[Pointing records]
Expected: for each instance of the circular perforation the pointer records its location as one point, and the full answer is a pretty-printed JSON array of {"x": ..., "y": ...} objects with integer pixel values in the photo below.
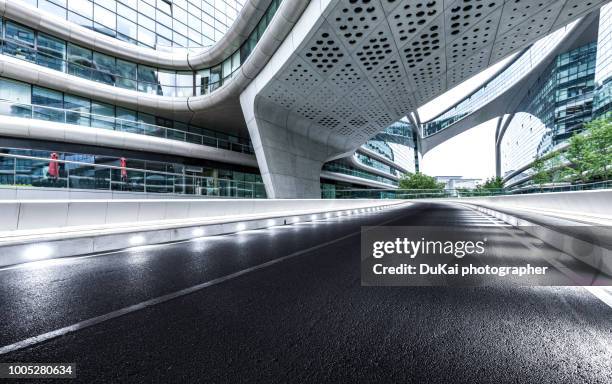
[
  {"x": 375, "y": 51},
  {"x": 282, "y": 96},
  {"x": 300, "y": 75},
  {"x": 324, "y": 52},
  {"x": 410, "y": 17},
  {"x": 471, "y": 41},
  {"x": 346, "y": 77},
  {"x": 328, "y": 122},
  {"x": 308, "y": 110},
  {"x": 423, "y": 46},
  {"x": 388, "y": 74},
  {"x": 355, "y": 19},
  {"x": 465, "y": 13}
]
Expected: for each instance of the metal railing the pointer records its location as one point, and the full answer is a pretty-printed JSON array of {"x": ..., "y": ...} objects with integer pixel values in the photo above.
[
  {"x": 460, "y": 192},
  {"x": 30, "y": 171},
  {"x": 86, "y": 119}
]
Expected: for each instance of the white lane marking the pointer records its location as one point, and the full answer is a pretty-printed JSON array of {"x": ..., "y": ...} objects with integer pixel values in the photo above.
[
  {"x": 162, "y": 299},
  {"x": 68, "y": 259},
  {"x": 602, "y": 293}
]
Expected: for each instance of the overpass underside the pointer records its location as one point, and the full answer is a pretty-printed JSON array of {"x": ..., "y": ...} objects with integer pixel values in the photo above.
[{"x": 350, "y": 68}]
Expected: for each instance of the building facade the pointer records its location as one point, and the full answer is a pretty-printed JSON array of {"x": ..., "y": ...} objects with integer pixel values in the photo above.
[{"x": 573, "y": 90}]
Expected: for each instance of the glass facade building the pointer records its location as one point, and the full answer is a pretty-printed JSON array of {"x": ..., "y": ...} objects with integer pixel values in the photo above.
[
  {"x": 30, "y": 168},
  {"x": 500, "y": 83},
  {"x": 33, "y": 46},
  {"x": 21, "y": 99},
  {"x": 555, "y": 108},
  {"x": 150, "y": 23}
]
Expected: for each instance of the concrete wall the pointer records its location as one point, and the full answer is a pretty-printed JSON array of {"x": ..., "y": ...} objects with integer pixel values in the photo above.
[
  {"x": 596, "y": 203},
  {"x": 57, "y": 214},
  {"x": 53, "y": 229}
]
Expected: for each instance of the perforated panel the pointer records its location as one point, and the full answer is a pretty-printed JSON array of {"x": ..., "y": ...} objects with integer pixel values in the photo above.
[
  {"x": 370, "y": 62},
  {"x": 574, "y": 8},
  {"x": 425, "y": 49},
  {"x": 300, "y": 77},
  {"x": 354, "y": 20},
  {"x": 473, "y": 39},
  {"x": 343, "y": 109},
  {"x": 363, "y": 95},
  {"x": 533, "y": 28},
  {"x": 430, "y": 90},
  {"x": 346, "y": 77},
  {"x": 306, "y": 109},
  {"x": 517, "y": 11},
  {"x": 281, "y": 95},
  {"x": 467, "y": 67},
  {"x": 410, "y": 17},
  {"x": 377, "y": 48},
  {"x": 462, "y": 15},
  {"x": 324, "y": 52}
]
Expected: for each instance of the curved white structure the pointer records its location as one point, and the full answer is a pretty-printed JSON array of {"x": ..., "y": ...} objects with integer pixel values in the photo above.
[{"x": 323, "y": 78}]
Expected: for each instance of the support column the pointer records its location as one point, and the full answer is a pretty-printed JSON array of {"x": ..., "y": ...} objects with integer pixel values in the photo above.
[{"x": 290, "y": 163}]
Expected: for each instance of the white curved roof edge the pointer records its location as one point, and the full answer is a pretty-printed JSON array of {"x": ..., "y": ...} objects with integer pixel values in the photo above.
[
  {"x": 18, "y": 127},
  {"x": 357, "y": 164},
  {"x": 507, "y": 100},
  {"x": 286, "y": 16},
  {"x": 381, "y": 158},
  {"x": 355, "y": 180},
  {"x": 238, "y": 32}
]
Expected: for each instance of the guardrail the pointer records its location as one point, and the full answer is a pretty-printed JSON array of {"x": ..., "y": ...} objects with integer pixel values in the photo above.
[
  {"x": 86, "y": 119},
  {"x": 459, "y": 192},
  {"x": 20, "y": 171}
]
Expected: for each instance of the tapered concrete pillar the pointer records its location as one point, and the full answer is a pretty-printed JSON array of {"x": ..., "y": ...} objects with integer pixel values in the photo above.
[{"x": 290, "y": 162}]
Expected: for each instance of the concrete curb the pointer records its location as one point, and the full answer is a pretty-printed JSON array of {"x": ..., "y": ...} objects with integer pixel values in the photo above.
[
  {"x": 34, "y": 249},
  {"x": 591, "y": 254}
]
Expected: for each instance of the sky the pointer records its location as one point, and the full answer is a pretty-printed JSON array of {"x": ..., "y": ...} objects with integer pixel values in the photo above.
[{"x": 470, "y": 154}]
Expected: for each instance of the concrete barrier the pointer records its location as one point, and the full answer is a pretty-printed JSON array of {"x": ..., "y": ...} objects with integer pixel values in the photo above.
[
  {"x": 597, "y": 203},
  {"x": 574, "y": 208},
  {"x": 41, "y": 229}
]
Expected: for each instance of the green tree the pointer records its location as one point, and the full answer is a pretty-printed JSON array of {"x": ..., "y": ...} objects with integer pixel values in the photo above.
[
  {"x": 589, "y": 153},
  {"x": 419, "y": 181},
  {"x": 540, "y": 175},
  {"x": 492, "y": 183}
]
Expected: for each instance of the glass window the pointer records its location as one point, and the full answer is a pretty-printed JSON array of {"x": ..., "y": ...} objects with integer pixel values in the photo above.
[
  {"x": 54, "y": 9},
  {"x": 79, "y": 61},
  {"x": 145, "y": 36},
  {"x": 15, "y": 91},
  {"x": 77, "y": 110},
  {"x": 104, "y": 66},
  {"x": 49, "y": 104},
  {"x": 105, "y": 17},
  {"x": 215, "y": 77},
  {"x": 19, "y": 33},
  {"x": 84, "y": 8},
  {"x": 147, "y": 79},
  {"x": 103, "y": 115},
  {"x": 184, "y": 84},
  {"x": 80, "y": 20},
  {"x": 126, "y": 120},
  {"x": 108, "y": 4},
  {"x": 126, "y": 29},
  {"x": 167, "y": 79},
  {"x": 126, "y": 74},
  {"x": 165, "y": 5},
  {"x": 202, "y": 81},
  {"x": 51, "y": 52},
  {"x": 227, "y": 68}
]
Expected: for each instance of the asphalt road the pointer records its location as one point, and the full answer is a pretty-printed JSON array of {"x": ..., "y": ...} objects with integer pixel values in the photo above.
[{"x": 305, "y": 318}]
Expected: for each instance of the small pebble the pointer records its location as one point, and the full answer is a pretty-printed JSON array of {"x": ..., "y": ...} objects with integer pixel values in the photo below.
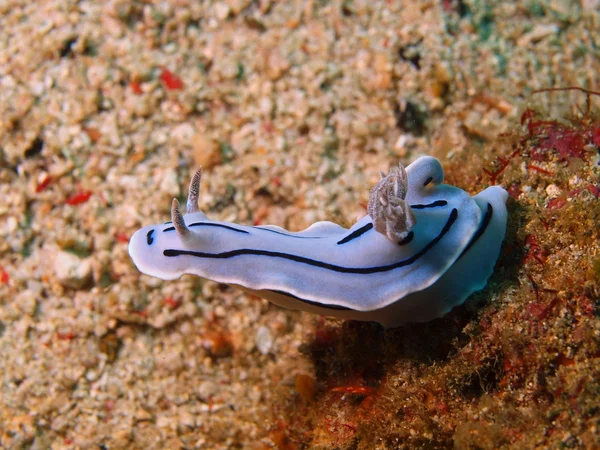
[{"x": 264, "y": 340}]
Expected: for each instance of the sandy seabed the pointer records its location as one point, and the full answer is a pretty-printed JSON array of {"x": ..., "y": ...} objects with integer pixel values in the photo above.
[{"x": 292, "y": 108}]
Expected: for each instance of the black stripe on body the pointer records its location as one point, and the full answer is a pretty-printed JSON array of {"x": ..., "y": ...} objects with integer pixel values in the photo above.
[
  {"x": 482, "y": 227},
  {"x": 209, "y": 224},
  {"x": 324, "y": 265},
  {"x": 362, "y": 230},
  {"x": 430, "y": 205},
  {"x": 409, "y": 237}
]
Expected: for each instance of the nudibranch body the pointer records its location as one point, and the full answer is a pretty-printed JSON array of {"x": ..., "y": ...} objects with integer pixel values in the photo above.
[{"x": 422, "y": 249}]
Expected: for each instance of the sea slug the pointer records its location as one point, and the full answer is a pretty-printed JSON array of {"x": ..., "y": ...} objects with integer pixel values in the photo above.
[{"x": 422, "y": 249}]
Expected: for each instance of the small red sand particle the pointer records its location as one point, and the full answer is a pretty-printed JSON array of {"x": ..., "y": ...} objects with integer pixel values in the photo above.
[
  {"x": 43, "y": 184},
  {"x": 514, "y": 190},
  {"x": 93, "y": 133},
  {"x": 68, "y": 336},
  {"x": 539, "y": 169},
  {"x": 596, "y": 137},
  {"x": 171, "y": 302},
  {"x": 4, "y": 278},
  {"x": 556, "y": 203},
  {"x": 355, "y": 390},
  {"x": 170, "y": 80},
  {"x": 79, "y": 197},
  {"x": 136, "y": 87}
]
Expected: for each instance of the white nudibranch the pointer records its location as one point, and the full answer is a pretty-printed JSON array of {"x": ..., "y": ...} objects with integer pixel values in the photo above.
[{"x": 423, "y": 248}]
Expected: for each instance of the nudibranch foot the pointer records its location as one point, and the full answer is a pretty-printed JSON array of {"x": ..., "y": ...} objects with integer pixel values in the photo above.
[{"x": 422, "y": 249}]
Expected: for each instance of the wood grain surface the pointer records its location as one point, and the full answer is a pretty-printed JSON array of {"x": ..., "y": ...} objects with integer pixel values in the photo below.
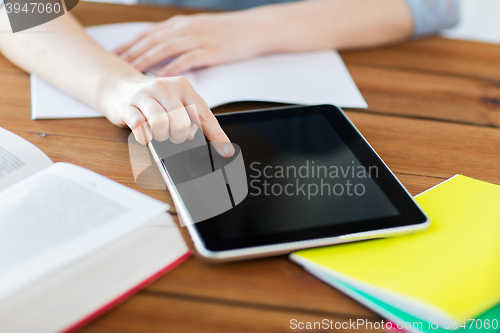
[{"x": 434, "y": 112}]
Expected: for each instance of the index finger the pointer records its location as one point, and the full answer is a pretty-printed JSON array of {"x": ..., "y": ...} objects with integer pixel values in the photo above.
[{"x": 120, "y": 49}]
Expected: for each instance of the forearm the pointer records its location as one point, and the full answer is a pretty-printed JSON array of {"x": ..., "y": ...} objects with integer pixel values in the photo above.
[
  {"x": 61, "y": 52},
  {"x": 332, "y": 24}
]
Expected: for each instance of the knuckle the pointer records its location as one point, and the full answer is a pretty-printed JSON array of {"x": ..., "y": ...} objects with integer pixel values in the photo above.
[{"x": 159, "y": 122}]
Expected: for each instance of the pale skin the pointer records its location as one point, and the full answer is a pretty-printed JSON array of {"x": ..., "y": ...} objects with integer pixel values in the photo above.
[
  {"x": 60, "y": 52},
  {"x": 70, "y": 60},
  {"x": 203, "y": 40}
]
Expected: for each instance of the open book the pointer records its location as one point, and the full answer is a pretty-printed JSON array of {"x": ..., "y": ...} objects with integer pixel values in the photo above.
[
  {"x": 447, "y": 278},
  {"x": 300, "y": 78},
  {"x": 72, "y": 242}
]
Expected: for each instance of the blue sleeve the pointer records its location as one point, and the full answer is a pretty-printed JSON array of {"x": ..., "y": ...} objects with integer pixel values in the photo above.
[{"x": 430, "y": 16}]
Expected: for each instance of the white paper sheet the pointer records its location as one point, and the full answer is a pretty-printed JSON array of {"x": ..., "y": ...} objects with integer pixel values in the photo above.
[
  {"x": 300, "y": 78},
  {"x": 46, "y": 223},
  {"x": 478, "y": 22}
]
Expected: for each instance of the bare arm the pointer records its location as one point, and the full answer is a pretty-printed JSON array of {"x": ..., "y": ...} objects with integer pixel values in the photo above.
[
  {"x": 60, "y": 52},
  {"x": 210, "y": 39}
]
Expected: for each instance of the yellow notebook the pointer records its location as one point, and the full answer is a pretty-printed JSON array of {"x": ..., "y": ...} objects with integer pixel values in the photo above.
[{"x": 451, "y": 271}]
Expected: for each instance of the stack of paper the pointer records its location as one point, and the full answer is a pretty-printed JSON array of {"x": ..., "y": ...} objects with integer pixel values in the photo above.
[
  {"x": 445, "y": 278},
  {"x": 300, "y": 78}
]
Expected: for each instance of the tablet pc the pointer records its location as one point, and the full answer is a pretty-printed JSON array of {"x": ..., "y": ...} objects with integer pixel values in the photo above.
[{"x": 311, "y": 180}]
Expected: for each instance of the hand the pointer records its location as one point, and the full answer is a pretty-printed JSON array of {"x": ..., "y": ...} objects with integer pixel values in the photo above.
[
  {"x": 196, "y": 41},
  {"x": 164, "y": 108}
]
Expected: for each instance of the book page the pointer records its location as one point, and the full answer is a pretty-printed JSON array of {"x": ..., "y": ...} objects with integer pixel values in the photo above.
[
  {"x": 61, "y": 215},
  {"x": 48, "y": 102},
  {"x": 18, "y": 159},
  {"x": 308, "y": 78}
]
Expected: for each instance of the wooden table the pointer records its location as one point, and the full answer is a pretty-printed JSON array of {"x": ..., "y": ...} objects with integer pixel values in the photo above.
[{"x": 434, "y": 112}]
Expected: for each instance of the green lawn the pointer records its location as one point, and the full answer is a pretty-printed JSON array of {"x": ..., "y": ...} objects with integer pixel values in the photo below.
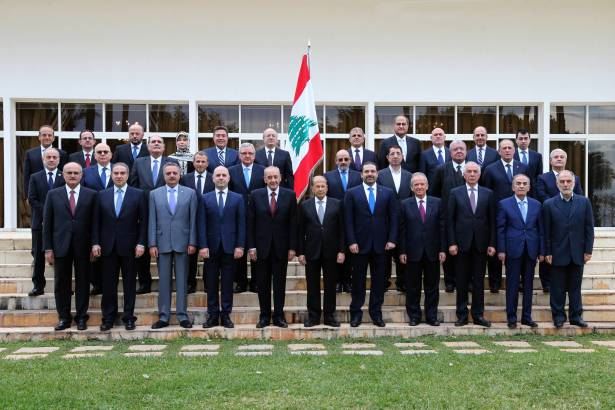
[{"x": 546, "y": 379}]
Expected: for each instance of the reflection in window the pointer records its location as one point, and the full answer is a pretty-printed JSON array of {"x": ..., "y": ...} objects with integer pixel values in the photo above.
[
  {"x": 567, "y": 120},
  {"x": 211, "y": 116},
  {"x": 341, "y": 119},
  {"x": 79, "y": 117},
  {"x": 602, "y": 119},
  {"x": 257, "y": 118},
  {"x": 31, "y": 116},
  {"x": 168, "y": 117},
  {"x": 469, "y": 118},
  {"x": 119, "y": 117},
  {"x": 513, "y": 118},
  {"x": 428, "y": 118}
]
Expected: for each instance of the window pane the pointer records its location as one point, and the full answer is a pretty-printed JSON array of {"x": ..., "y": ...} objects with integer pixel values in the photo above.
[
  {"x": 567, "y": 120},
  {"x": 428, "y": 118},
  {"x": 469, "y": 118},
  {"x": 602, "y": 182},
  {"x": 79, "y": 117},
  {"x": 210, "y": 116},
  {"x": 385, "y": 117},
  {"x": 341, "y": 119},
  {"x": 119, "y": 117},
  {"x": 168, "y": 117},
  {"x": 602, "y": 119},
  {"x": 514, "y": 117},
  {"x": 31, "y": 116}
]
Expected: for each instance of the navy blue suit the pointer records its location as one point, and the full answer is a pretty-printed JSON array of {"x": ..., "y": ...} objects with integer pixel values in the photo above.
[
  {"x": 370, "y": 233},
  {"x": 569, "y": 233},
  {"x": 522, "y": 242}
]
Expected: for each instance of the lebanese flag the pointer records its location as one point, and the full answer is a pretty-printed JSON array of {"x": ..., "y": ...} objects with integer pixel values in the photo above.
[{"x": 303, "y": 136}]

--- STATED PROBLEM ---
Print only the lines from the one with "Expected: for each instance of the navy" to the end of the records, both included.

--- FINISHED ANSWER ---
Expected: for each instance of the navy blue suit the pointer records its location as one point, and the full answer is a pretty-printed JSON array of {"x": ..., "y": ...} objects with integer pixel values in the photo above.
[
  {"x": 370, "y": 233},
  {"x": 569, "y": 233},
  {"x": 522, "y": 242}
]
Expected: for each instance of the lebanese flag the pointer records its location as one point, and the full answer is a pretty-printed JSON array of {"x": ..., "y": ...} objects with integer pixel values in the photo above.
[{"x": 303, "y": 136}]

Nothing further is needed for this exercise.